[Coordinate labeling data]
* start *
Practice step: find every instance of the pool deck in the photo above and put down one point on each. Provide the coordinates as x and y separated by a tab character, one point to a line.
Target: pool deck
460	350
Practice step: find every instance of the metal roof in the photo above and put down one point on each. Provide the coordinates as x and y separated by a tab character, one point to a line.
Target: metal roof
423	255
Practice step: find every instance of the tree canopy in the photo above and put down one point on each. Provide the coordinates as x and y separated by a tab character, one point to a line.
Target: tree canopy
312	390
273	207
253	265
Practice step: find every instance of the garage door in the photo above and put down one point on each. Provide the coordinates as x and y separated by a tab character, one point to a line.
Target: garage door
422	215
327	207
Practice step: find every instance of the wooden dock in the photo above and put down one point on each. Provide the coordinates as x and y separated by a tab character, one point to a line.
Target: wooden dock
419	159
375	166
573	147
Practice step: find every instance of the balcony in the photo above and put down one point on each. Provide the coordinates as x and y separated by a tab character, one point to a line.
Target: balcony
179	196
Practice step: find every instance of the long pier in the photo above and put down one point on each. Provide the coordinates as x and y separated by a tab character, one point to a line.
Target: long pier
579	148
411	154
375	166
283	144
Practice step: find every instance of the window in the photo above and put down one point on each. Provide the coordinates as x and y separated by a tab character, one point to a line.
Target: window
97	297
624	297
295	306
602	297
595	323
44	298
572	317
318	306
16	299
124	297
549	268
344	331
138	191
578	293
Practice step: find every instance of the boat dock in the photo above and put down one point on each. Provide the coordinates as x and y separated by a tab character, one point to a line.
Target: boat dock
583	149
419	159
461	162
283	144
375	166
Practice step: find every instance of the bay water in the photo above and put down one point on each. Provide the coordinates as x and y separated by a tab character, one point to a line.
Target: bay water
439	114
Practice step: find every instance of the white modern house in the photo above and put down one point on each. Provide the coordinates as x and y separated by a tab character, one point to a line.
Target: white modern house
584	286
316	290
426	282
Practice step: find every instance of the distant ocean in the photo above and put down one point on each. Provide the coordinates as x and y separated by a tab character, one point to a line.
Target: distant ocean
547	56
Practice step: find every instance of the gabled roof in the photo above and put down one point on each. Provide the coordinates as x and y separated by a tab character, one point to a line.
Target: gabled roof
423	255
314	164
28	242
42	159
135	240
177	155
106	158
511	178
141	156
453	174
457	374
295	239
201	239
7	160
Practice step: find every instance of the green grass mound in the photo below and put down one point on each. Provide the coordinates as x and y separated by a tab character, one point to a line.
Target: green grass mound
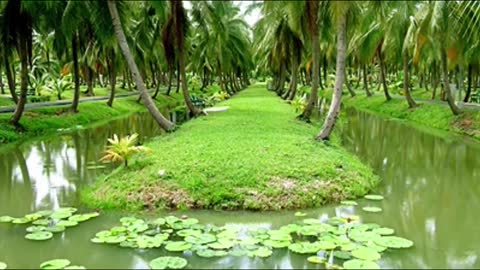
254	156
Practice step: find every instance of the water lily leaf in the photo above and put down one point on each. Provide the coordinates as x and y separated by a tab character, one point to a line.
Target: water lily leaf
374	197
20	221
276	243
393	242
6	219
384	231
349	203
316	260
201	239
67	223
33	229
300	214
73	267
39	236
372	209
261	252
178	246
312	221
360	264
209	253
343	255
168	262
41	222
304	247
55	264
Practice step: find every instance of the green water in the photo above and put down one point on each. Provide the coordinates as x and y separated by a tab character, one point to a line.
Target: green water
430	186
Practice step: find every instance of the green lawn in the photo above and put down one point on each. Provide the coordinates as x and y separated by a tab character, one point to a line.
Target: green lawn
254	156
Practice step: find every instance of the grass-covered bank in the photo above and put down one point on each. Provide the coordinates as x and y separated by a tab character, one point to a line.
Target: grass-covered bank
429	115
44	121
254	156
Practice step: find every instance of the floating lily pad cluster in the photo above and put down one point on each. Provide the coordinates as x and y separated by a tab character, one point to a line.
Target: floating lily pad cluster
338	239
59	264
45	223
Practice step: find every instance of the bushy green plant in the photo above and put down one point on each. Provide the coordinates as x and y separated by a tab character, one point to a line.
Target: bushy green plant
123	149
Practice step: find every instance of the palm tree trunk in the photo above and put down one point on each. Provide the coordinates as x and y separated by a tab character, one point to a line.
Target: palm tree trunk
347	83
186	95
382	75
113	78
365	80
406	82
312	100
122	42
446	85
10	79
23	53
76	75
339	77
469	83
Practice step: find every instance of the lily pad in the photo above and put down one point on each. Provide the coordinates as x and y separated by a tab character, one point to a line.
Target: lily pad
360	264
55	264
6	219
374	197
316	260
304	247
349	203
39	236
393	242
67	223
372	209
178	246
300	214
262	252
384	231
168	262
366	254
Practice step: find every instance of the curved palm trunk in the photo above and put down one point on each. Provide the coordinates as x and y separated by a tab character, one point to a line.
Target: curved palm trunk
339	77
312	101
10	79
122	42
446	85
186	95
365	81
23	53
469	84
383	77
406	82
113	79
76	75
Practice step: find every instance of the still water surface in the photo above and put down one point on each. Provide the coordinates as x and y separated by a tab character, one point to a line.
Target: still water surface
430	184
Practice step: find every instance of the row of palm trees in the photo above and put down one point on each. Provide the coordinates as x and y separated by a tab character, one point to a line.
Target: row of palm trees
438	41
158	40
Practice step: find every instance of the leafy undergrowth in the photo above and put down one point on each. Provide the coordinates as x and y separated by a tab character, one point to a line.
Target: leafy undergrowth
254	156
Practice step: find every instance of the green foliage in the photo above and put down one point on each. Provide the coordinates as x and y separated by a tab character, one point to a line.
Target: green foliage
258	127
122	149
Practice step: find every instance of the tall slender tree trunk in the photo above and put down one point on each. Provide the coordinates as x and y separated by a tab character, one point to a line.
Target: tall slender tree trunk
312	101
10	79
365	80
406	81
122	42
113	78
332	115
23	53
347	83
76	75
469	83
383	76
446	85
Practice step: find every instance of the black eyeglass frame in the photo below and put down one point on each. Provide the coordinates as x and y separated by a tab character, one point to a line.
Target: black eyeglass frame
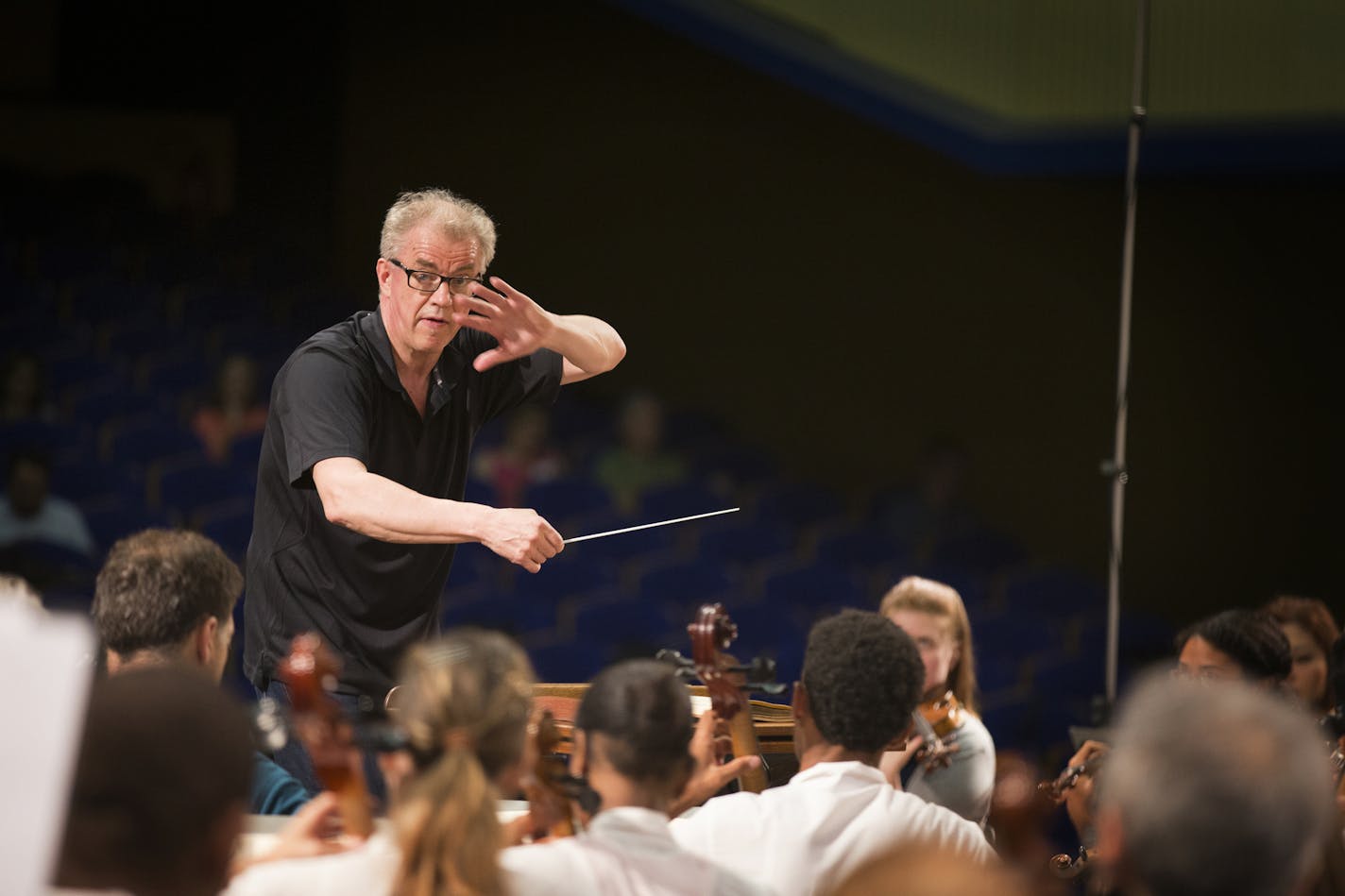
460	279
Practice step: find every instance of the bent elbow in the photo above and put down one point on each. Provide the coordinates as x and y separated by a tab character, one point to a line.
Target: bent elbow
335	509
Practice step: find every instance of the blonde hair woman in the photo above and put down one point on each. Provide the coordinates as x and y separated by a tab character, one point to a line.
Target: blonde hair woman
464	703
935	617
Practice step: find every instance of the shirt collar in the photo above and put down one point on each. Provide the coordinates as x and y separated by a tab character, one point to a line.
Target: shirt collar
631	820
833	771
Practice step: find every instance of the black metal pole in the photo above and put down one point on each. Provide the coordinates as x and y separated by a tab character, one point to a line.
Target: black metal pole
1116	465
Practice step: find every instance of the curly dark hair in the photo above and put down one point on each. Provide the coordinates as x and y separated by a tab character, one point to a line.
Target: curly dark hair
863	678
158	585
644	711
163	759
1250	636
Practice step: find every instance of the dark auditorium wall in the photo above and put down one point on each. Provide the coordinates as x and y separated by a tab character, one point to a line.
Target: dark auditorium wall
836	292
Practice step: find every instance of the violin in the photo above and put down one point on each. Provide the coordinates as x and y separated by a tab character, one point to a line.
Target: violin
933	720
310	673
551	786
728	683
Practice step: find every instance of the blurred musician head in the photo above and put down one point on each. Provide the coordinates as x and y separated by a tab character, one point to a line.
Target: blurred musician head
167	596
161	787
861	681
933	615
464	702
1212	790
1312	630
632	734
1234	645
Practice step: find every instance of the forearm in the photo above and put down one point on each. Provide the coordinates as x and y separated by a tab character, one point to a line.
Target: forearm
384	510
592	346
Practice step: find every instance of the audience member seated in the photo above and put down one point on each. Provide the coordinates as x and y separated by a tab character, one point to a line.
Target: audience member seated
912	871
161	787
640	462
30	513
233	409
1234	645
631	752
935	617
23	395
15	589
1312	630
522	459
862	678
1214	791
463	703
167	596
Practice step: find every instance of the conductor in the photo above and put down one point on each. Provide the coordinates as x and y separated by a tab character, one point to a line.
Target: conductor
365	456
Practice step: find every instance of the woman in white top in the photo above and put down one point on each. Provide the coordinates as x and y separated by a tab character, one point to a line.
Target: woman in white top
631	752
935	617
464	703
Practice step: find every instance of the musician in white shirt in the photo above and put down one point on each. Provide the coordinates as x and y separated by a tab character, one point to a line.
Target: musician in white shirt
862	677
631	751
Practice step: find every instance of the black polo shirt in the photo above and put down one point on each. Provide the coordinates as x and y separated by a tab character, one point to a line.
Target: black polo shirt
338	396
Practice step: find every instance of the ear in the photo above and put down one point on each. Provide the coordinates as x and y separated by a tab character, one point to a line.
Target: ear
203	640
900	740
799	706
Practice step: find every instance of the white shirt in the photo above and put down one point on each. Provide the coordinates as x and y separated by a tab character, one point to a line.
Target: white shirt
808	836
365	871
625	851
57	522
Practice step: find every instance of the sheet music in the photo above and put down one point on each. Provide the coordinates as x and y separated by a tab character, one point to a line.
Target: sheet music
46	670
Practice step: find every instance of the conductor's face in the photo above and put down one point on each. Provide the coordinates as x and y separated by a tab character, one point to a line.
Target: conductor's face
420	287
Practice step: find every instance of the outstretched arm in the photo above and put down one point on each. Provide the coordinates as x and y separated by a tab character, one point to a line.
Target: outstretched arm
520	326
383	509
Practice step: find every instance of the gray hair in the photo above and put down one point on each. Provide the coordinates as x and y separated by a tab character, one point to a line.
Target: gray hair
1218	788
455	217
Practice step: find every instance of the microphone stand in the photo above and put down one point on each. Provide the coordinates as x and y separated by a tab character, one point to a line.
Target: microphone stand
1115	468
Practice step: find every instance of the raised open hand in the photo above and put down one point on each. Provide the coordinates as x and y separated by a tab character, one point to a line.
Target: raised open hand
519	325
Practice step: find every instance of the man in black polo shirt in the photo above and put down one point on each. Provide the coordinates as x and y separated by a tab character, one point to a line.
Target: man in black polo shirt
359	486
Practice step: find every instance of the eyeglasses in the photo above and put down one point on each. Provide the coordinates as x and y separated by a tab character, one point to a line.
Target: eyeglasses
428	280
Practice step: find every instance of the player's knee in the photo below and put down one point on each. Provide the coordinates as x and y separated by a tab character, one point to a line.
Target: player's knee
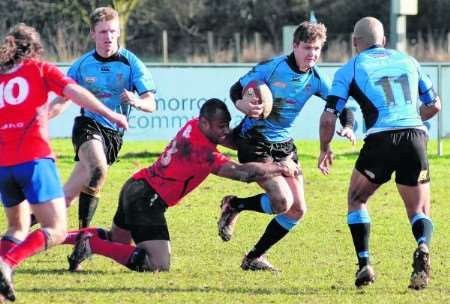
97	176
55	235
297	212
281	204
140	261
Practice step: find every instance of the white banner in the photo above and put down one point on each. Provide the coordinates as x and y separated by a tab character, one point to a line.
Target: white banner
182	89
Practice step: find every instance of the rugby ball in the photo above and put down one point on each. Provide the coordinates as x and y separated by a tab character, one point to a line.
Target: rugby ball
260	90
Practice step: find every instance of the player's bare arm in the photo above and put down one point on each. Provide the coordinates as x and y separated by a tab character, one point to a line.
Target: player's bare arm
428	111
327	127
145	102
86	99
249	106
57	106
253	171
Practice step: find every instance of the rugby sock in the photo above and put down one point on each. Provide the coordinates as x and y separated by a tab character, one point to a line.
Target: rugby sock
252	203
86	209
33	220
35	242
119	252
71	236
422	228
278	227
359	223
7	243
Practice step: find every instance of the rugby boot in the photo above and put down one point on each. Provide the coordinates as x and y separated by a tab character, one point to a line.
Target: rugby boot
228	218
81	251
257	264
420	275
364	276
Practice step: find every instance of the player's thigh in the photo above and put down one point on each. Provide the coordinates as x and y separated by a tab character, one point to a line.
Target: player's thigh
412	168
120	235
279	192
416	198
375	160
298	208
78	178
360	190
159	252
18	217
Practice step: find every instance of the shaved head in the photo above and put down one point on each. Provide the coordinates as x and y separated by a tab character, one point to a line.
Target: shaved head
368	32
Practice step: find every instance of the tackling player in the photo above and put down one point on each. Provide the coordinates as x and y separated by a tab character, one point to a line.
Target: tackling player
27	165
386	84
293	79
188	159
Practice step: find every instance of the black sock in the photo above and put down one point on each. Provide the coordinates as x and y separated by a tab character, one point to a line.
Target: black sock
248	203
360	234
422	230
274	232
86	209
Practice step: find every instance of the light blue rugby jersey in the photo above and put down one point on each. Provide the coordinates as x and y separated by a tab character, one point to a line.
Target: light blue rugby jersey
291	89
106	78
386	84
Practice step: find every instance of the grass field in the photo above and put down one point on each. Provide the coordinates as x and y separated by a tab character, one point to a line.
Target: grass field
317	259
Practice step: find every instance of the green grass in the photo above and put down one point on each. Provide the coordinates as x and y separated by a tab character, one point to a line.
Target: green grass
317	259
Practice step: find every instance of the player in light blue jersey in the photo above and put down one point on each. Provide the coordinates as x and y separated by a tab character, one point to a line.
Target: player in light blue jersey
121	81
292	79
387	85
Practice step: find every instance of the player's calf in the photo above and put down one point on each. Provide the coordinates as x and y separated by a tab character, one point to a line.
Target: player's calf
420	276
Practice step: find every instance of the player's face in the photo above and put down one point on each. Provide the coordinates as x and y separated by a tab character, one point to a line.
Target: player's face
106	35
307	53
218	129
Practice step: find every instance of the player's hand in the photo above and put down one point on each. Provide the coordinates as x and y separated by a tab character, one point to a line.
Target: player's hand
250	106
347	133
290	168
120	120
130	98
325	161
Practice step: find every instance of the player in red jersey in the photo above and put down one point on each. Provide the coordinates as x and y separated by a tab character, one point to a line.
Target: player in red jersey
189	158
29	180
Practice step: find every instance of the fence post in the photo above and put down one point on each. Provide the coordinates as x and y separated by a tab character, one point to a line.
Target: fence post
210	46
237	47
165	48
258	46
448	42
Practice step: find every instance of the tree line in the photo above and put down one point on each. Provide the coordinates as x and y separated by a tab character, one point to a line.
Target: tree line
64	25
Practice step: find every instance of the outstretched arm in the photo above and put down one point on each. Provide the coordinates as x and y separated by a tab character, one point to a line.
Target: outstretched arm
250	172
327	127
86	99
145	102
251	107
57	106
427	111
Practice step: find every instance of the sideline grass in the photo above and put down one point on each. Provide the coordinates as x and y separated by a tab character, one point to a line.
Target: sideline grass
317	259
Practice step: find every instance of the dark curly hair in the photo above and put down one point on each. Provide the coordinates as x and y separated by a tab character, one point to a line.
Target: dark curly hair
21	42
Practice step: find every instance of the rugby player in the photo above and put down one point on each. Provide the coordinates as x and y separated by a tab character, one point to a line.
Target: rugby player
29	180
113	74
293	79
386	84
188	159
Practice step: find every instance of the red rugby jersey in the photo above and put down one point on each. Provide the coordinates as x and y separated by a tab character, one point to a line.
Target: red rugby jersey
184	164
23	110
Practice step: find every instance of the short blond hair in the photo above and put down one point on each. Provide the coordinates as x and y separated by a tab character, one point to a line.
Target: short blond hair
310	31
102	14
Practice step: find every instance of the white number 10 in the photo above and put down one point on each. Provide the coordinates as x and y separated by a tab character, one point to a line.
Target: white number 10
7	91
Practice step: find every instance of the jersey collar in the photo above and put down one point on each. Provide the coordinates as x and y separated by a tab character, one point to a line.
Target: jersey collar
293	64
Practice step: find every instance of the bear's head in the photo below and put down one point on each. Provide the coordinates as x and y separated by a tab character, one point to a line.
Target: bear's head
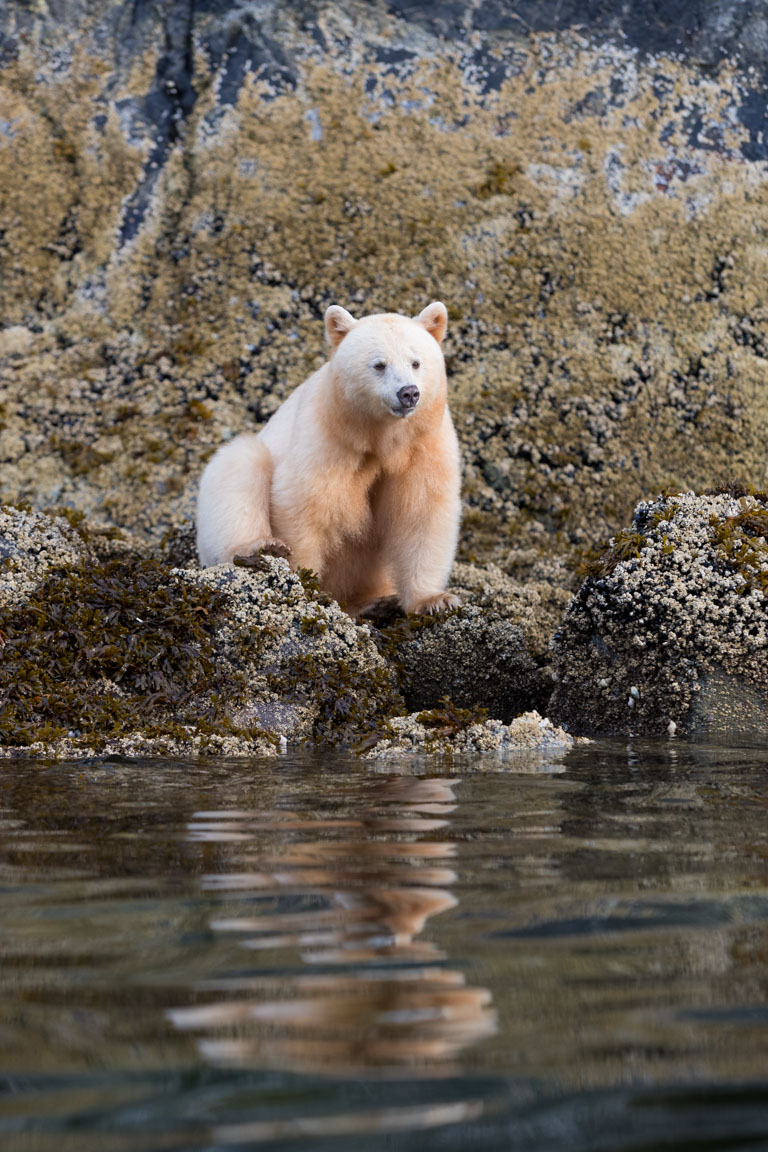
388	366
* end *
= WHAT YOU ARE ASKED TO DO =
Exclude the pictures, and output exactly the lines from the one with "Practice step: find every instance of the sideline" through the last line of the records, both included.

= COMPLETE RESPONSE =
Practice step: find every instance of the sideline grass in the photo above and put down one point on each. Provide the coordinates as x and y separated by a tab character, one point to a line.
Target: sideline grass
317	259
Practice step: find every instance of the dark curly hair in the photo above and put down one point on each. Provide the coordinates as x and y separated by a tab character, one point to a line.
Target: dark curly hair
21	42
Practice step: find every instance of the rugby player in the photo above and put down one point on each. Provide the coordinates as x and y separated by a tab character, one point to a line.
Target: rugby player
29	180
113	74
293	79
386	84
188	159
Practice step: find every instance of the red rugby jersey in the photo above and put down one point on each. Provide the coordinates as x and y separated by a tab character, one point to a line.
Target: red rugby jersey
184	164
23	110
Practice step: find every instance of the short blond hair in the photo above and put down one point on each. Provide the coordinates as x and y separated by a tab character, one point to a line.
Target: short blond hair
310	31
102	14
Practice step: find every instance of the white number 10 in the photo above and put down one point on each. Provide the coordinates as x and y separated by a tab character, one point to a line.
Target: white number 10
7	91
Practice step: find every instance of the jersey collar in the photo above and put down one point on each. Provide the coordinates as x and y separated by a tab character, one point to a line.
Target: jersey collar
293	64
Practice step: find every instance of the bear's head in the photo below and put down one point on each. Provide the coordinates as x and y separated by a tab character, one point to a line.
Target: bear's head
388	366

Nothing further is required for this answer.